WHAT IS ASKED — Report each line of the material below that contains the string "surface". Case must match.

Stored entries
========================================================================

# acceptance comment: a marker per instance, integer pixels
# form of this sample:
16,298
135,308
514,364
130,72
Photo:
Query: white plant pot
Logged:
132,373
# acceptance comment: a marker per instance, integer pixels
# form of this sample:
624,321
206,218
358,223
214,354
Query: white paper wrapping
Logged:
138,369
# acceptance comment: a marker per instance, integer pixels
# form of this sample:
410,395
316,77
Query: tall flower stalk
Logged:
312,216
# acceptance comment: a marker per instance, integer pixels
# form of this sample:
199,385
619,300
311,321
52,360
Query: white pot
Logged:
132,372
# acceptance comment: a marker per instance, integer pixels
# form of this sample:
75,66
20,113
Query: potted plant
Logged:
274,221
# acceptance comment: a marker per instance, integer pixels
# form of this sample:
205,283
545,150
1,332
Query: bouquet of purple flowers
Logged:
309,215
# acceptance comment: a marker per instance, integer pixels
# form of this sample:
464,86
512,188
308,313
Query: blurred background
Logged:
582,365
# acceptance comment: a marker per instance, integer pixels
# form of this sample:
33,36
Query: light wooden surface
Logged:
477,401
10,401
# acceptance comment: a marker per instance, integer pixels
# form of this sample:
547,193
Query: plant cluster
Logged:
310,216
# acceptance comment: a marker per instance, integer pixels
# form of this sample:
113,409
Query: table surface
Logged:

========================================================================

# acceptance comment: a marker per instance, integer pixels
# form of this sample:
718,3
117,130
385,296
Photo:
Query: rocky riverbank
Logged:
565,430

========================================================================

FINISHED TASK —
Query: light wooden surface
Query: table surface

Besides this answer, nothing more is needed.